Start of Extract

Tag Archives: brucellosis

Five Camels, a riding shotgun story

For the fourth time Charles launched into describing his day with five camels. I was all ears. Each time he had told about the adventure I learned something new. It wasn’t that he was embellishing the story, but because he’d had little time since the camel episode to have the luxury of telling the whole tale. This was Sunday afternoon after a very hectic week at Cairo Animal Hospital. Charles’ sister Revonda sat on the couch in rapt attention, a captive audience. That made two of us. After all, my only role the day this happened was to learn about noon that Charles was on his way to see camels in Tallahassee and wouldn’t be in for lunch.

Charles said he was returning from a call in Thomas County when he was notified by Emily at the office that he needed to return a call to someone at FAMU in Tallahassee. Turned out the man at the university was connected to a circus setting up to perform that afternoon. The request was for Charles to come take blood samples for brucellosis tests on five camels who would be traveling across the Alabama line the next day. He said he groaned and asked if they couldn’t find someone in Tallahassee to do the tests but the answer was no. He had treated two or three camels before and knew they were not angels to work with. And his day was already full with afternoon appointments packed in every hour. But the man sounded pretty desperate and very persuasive. Calling the lab in Tifton Ga, as he drove, Charles was told he would have to have the samples there by 5:00 that afternoon in order for them to run them in time.

End of Extract

* **Required work**:
#1 Please reproduce the camel story word for word between "Tag Archives: brucellosis" and "in for lunch.", inclusive.
#2 According to the camel story, by what time did the blood samples have to reach the lab in Tifton?
The rows that come next have no role in this work.

Start of The data

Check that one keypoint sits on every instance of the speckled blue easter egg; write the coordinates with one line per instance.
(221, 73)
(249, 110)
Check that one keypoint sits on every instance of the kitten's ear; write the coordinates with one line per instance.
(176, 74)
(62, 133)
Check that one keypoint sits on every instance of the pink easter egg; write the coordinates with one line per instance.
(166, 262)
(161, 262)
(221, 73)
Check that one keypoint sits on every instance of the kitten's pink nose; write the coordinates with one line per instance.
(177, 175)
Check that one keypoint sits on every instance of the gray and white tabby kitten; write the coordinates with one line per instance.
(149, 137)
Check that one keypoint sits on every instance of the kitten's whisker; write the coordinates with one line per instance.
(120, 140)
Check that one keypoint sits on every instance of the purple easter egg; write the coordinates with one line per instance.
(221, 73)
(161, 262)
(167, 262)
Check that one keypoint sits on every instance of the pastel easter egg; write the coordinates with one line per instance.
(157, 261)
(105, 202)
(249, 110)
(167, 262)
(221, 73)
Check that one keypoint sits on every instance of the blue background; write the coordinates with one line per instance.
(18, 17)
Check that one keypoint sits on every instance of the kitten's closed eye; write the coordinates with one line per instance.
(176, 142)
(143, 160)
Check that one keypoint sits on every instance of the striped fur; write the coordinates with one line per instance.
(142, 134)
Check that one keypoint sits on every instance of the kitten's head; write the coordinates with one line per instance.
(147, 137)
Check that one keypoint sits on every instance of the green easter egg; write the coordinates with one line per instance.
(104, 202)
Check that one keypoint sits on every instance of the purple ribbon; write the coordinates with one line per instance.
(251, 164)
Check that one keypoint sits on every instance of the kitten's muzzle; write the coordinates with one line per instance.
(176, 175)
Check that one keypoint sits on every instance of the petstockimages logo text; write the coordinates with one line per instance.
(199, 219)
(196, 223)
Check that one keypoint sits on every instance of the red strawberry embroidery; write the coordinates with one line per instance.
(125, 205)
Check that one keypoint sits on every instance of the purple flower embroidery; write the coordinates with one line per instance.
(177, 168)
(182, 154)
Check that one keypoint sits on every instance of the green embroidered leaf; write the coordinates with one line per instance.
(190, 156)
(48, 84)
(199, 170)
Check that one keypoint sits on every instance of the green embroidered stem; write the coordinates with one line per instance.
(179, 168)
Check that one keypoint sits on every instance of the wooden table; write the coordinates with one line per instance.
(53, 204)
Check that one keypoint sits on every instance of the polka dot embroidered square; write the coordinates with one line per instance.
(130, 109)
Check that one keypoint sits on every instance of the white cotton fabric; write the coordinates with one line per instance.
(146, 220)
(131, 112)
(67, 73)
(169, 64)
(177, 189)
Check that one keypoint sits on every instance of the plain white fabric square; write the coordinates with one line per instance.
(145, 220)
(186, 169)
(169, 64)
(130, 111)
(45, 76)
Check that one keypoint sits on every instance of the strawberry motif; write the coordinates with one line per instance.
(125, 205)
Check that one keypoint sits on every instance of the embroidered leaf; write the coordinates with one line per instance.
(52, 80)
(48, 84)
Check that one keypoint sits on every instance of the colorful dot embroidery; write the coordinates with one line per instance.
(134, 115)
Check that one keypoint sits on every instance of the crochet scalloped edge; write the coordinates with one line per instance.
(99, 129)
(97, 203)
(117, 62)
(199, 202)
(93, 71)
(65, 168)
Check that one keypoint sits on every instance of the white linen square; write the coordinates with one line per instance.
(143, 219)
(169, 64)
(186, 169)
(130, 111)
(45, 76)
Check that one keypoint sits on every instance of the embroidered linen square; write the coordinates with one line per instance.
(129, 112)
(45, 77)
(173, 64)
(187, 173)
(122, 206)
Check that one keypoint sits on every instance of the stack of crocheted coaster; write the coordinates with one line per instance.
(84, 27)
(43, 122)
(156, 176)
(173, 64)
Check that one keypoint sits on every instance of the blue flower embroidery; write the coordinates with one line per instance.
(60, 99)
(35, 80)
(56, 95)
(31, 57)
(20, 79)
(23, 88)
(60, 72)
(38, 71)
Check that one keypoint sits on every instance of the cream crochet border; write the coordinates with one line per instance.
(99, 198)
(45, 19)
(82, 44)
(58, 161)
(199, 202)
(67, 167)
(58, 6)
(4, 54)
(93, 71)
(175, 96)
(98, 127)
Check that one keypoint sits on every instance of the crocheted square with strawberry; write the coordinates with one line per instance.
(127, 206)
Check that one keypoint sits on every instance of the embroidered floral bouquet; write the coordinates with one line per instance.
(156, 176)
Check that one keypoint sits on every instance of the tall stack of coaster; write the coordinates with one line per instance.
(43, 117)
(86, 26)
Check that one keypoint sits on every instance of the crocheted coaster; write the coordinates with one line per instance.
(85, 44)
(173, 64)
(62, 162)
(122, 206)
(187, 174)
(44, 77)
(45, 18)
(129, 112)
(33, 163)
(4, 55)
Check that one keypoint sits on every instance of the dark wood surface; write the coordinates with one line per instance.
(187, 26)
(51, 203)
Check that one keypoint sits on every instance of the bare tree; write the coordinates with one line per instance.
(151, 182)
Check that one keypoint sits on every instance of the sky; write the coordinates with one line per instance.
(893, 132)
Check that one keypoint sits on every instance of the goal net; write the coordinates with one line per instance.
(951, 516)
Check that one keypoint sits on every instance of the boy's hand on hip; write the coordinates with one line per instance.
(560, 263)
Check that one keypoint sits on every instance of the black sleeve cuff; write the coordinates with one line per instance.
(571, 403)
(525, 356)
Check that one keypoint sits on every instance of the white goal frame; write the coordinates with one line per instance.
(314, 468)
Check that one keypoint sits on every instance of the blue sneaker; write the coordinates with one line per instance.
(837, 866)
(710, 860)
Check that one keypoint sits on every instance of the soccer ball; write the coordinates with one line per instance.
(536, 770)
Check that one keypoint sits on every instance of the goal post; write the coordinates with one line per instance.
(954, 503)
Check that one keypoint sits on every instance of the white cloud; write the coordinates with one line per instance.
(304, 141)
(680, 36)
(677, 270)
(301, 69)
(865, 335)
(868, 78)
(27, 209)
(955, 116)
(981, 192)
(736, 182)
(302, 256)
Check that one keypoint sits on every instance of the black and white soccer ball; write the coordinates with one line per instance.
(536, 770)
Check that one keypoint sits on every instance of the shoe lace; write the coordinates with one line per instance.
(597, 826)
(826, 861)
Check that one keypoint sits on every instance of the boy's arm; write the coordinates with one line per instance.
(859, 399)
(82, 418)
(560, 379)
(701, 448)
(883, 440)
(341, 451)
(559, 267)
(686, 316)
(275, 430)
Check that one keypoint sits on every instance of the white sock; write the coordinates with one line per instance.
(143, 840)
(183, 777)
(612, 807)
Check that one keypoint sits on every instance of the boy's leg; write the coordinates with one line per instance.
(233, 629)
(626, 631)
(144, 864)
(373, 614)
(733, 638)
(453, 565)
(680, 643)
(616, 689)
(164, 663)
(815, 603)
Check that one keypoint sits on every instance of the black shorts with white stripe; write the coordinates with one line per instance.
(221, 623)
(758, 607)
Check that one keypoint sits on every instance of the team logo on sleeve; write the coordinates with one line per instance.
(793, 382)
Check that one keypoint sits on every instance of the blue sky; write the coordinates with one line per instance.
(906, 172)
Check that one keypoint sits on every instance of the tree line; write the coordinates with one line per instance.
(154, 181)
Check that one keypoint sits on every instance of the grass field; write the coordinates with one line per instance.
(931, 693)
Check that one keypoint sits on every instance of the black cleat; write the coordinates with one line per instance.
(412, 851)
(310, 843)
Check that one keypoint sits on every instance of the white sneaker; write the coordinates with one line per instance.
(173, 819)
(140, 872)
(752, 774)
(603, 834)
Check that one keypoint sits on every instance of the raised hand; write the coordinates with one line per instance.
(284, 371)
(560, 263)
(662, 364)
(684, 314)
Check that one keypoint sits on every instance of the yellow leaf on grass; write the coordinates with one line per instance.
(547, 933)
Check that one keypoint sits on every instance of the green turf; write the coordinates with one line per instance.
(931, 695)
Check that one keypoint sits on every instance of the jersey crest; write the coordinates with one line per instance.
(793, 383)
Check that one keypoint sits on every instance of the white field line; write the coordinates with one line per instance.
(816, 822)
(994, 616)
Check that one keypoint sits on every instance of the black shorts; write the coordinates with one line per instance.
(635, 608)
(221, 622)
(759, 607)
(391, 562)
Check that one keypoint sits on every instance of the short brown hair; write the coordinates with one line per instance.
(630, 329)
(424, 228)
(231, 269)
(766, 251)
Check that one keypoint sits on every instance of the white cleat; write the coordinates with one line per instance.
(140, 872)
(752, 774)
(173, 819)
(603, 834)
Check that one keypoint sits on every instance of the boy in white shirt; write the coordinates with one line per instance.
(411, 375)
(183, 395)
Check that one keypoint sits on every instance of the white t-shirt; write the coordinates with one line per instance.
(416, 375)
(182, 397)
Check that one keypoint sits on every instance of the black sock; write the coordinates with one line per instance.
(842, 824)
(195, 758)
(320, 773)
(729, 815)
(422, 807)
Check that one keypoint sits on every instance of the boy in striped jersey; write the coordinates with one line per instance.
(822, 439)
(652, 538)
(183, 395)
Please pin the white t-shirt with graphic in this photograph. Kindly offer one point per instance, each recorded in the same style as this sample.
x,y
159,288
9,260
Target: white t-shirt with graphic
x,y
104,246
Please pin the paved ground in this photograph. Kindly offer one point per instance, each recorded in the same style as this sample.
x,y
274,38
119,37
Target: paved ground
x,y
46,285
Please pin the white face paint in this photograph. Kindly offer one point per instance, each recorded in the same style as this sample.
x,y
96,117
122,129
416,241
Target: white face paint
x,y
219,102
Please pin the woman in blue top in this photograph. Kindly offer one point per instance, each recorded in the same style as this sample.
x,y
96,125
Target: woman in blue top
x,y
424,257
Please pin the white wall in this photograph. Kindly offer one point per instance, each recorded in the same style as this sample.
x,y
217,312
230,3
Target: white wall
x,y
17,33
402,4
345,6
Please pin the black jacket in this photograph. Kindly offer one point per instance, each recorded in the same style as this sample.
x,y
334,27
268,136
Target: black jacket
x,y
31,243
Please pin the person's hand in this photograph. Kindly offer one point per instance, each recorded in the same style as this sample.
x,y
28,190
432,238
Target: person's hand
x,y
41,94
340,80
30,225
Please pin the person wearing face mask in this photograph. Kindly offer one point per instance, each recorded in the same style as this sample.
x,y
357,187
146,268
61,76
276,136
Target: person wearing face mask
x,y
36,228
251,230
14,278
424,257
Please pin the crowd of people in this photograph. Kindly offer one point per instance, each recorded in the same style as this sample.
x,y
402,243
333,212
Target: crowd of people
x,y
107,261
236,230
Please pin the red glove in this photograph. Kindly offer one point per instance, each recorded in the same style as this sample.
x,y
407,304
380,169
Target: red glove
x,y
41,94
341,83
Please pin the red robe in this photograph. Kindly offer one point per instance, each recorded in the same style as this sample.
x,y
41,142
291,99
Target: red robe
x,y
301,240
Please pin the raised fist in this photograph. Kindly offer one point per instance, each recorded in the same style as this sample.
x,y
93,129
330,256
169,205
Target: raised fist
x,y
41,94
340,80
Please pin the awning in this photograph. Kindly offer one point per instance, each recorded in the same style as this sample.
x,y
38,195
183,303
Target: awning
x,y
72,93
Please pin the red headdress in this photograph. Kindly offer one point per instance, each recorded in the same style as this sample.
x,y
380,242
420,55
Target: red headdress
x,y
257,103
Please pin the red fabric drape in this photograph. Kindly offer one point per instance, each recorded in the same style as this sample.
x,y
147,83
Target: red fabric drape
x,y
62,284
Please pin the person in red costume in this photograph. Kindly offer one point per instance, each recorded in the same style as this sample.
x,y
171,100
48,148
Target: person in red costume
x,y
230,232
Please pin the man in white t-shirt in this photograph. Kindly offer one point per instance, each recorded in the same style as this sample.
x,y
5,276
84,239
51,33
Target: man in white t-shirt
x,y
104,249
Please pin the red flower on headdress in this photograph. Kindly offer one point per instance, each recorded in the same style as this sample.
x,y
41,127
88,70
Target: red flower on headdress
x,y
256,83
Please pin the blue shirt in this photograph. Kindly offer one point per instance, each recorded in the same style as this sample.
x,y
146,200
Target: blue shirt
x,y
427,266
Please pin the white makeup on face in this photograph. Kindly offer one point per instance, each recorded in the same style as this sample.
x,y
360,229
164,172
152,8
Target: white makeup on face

End of The data

* **Solutions to the exercise**:
#1
Tag Archives: brucellosis

Five Camels, a riding shotgun story

For the fourth time Charles launched into describing his day with five camels. I was all ears. Each time he had told about the adventure I learned something new. It wasn’t that he was embellishing the story, but because he’d had little time since the camel episode to have the luxury of telling the whole tale. This was Sunday afternoon after a very hectic week at Cairo Animal Hospital. Charles’ sister Revonda sat on the couch in rapt attention, a captive audience. That made two of us. After all, my only role the day this happened was to learn about noon that Charles was on his way to see camels in Tallahassee and wouldn’t be in for lunch.

#2 By 5:00 that afternoon.